DOCUMENT SECTION:
Whittaker and Powell have to deal with an asshat British general (Gerald Kyd) in addition to the Sontarans. Now, these Sontarans aren’t from the past, they’re from the present (or future) and know the Doctor is their enemy, but they don’t realize the Doctor might be a girl now. Whittaker’s a lot better without her companions to clutter the scenes, and both Powell and Kyd are excellent.

Meanwhile, new companion Bishop goes back to the future, where he amusingly teams up with his parents (Sue Jenkins and Paul Broughton) to fight the Sontarans there. Lots of lousy CGI but Bishop’s slightly more amusing with the ‘rents than with Whittaker and Gill, or on his own. It’s actually a rather tense plotline, which has Bishop having to coordinate with Whittaker in the past.

Gill’s off at a magical time temple where she meets agents from the Time Bureau before—just kidding, she meets future human dude Jacob Anderson, and they have to try to repair the cheap holograms for the flying, talking triangles. The talking triangles don’t cast shadows, which is initially one of the big effects fails. There are more extensive effects fails later on, but the lack of shadows is the first hint at the eventual problems.

The time temple is also where time-traveling super-villain and Red Skull wannabe in a cheap Halloween mask Sam Spruell figures in. He and sidekick Rochenda Sandall do a lot of super-villain posturing, and it seems like the whole thing has to be a gag because it’s crappy camp.

But the Crimean War period stuff is solid, although it feels like Whittaker doing a leftover Peter Capaldi script. Whatever works, though. Whatever works.

Doctor Who (2005) s13e01 – The Halloween Apocalypse

Jodie Whittaker’s lame-duck season gets off to an inglorious start. It’d be inglorious no matter what—it’s Whittaker’s last season—but there’s an added dig with the next series being outside the BBC’s control or something. Sadly, instead of going out with a bang, writer Chris Chibnall, whoever hired the effects companies, and director Jamie Magnus Stone have decided it will be a struggle to even get it to a whimper.

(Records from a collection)

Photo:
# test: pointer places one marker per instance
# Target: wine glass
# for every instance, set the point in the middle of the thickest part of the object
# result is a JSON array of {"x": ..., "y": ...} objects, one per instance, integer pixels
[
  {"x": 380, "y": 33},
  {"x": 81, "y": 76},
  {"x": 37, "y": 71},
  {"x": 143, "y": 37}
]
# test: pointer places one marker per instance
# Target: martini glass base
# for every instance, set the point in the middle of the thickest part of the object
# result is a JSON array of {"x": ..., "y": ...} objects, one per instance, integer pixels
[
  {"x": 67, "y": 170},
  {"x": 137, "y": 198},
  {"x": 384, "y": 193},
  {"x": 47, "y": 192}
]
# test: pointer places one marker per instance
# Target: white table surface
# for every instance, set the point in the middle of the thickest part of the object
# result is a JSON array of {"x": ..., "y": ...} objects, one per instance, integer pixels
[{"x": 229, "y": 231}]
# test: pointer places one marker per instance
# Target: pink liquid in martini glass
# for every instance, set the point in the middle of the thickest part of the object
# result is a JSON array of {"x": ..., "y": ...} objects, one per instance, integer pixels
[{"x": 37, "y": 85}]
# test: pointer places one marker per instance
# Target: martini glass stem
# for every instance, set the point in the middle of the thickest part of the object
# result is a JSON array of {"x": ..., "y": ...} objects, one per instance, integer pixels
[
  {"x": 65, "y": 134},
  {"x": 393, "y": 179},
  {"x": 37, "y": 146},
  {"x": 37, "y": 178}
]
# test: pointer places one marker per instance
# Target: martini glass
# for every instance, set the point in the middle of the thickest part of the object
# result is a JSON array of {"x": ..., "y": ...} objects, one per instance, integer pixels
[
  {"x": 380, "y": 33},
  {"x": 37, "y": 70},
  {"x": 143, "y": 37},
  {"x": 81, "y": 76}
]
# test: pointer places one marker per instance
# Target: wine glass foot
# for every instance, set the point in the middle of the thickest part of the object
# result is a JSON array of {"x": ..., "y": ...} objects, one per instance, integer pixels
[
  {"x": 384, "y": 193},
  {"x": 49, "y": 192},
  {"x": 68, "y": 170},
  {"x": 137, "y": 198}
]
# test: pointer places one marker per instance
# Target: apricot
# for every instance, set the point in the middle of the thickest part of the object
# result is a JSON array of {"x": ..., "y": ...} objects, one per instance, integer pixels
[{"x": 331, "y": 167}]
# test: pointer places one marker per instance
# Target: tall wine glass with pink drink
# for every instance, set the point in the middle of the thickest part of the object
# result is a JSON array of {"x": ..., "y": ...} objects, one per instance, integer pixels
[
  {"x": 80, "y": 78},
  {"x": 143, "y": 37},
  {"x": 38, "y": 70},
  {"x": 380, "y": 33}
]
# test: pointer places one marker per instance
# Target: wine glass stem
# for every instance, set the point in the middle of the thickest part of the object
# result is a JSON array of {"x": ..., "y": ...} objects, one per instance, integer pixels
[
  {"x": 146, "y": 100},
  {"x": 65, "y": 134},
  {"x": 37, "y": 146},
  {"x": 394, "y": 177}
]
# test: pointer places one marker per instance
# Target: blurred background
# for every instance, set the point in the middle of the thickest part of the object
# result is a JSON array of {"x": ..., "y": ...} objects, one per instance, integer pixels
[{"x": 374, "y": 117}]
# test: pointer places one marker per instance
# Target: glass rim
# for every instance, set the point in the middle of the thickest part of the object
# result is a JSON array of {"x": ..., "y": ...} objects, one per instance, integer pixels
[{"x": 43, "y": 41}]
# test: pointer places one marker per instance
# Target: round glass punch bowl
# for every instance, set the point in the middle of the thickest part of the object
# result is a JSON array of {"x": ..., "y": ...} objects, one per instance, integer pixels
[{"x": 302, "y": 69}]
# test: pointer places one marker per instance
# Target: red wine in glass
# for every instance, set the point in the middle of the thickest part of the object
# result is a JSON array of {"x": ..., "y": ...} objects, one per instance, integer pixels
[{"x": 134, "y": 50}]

WHAT IS REQUIRED: Pick up the Doctor Who review after its last sentence and keep it going.

RESULT FOR THIS TASK:
After an awful “action-packed” opening with Whittaker and companion Mandip Gill escaping an actually very easy to win no-win scenario, the episode starts going through some of the old tropes. Whittaker lying to Gill? Check. Whittaker not remembering something because there have been seventy-bazillion Doctors, and she only remembers a handful of them? Check. End of the universe? Check. Familiar aliens? Check. Familiar aliens desperately used for effect? Check. There’s even a future companion (Annabel Scholey) running into Whittaker before they meet. It really doesn’t help Scholey looks like former companion Jenna Coleman and has a very similar name. I was wondering if they’d just recast the part.

And some of these tropes aren’t even new to Whittaker’s “Who.” I’m pretty sure last season was Gill being mad at Whittaker for lying to her most of the time too. There’s a quick mention of the departed Bradley Walsh and Tosin Cole, who apparently took all the heart with them when they left, but most of the companion stuff is setting up new guy John Bishop. He’s a Liverpool jingoist with a heart of gold, alternating between giving free tours in the Liverpool museum and working at a soup kitchen (even though he doesn’t have any food on his own shelves). He figures in coincidentally, with the bad guy who was after Whittaker at the open—Craige Els, whose alien costume reveal is one of the episode’s few smiles–kidnapping him from planet Earth.

Only Els’s motives turn out to make most of the twists involving the character, including the opening attempt to execute Whittaker, nonsensical. To be fair, I didn’t realize the giant plot hole was a massive plot hole until after the episode was over because I was too busy concentrating on the apparent season nemesis, played by Sam Spruell. I don’t think he gets a name in this episode because Whittaker doesn’t remember him, but he’s the Red Skull with Thanos’s zapping powers. They didn’t spend any money on the costumes—some of the masks are dollar store cheap or the big effects sequences requiring composite shots. Still, they did get an okay app to do the Thanos disintegration effect, which Spruell uses on various people throughout the episode.

Spruell’s got a nice and silly backstory—he’s been imprisoned from the start of time at the end of the universe (odd the Doctor didn’t run into him at the end of the universe a few seasons ago)—and it reminds of Star Trek V, which is the second time “Who”’s leaned on that Trek. Of course, they already did an imprisoned Satan years ago, just as ostensibly oblivious to the source material.

But this episode also ups the ante with a Star Trek: Generations “nod.” There’s a destructive force moving through the universe, destroying everything in its path. The only one who can stop it is a boy named Bastian Bux—wait, wait, whoops, NeverEnding Story. It’s not the Nothing, it’s not the Nexus, it’s the Flux, which is also this season’s subtitle.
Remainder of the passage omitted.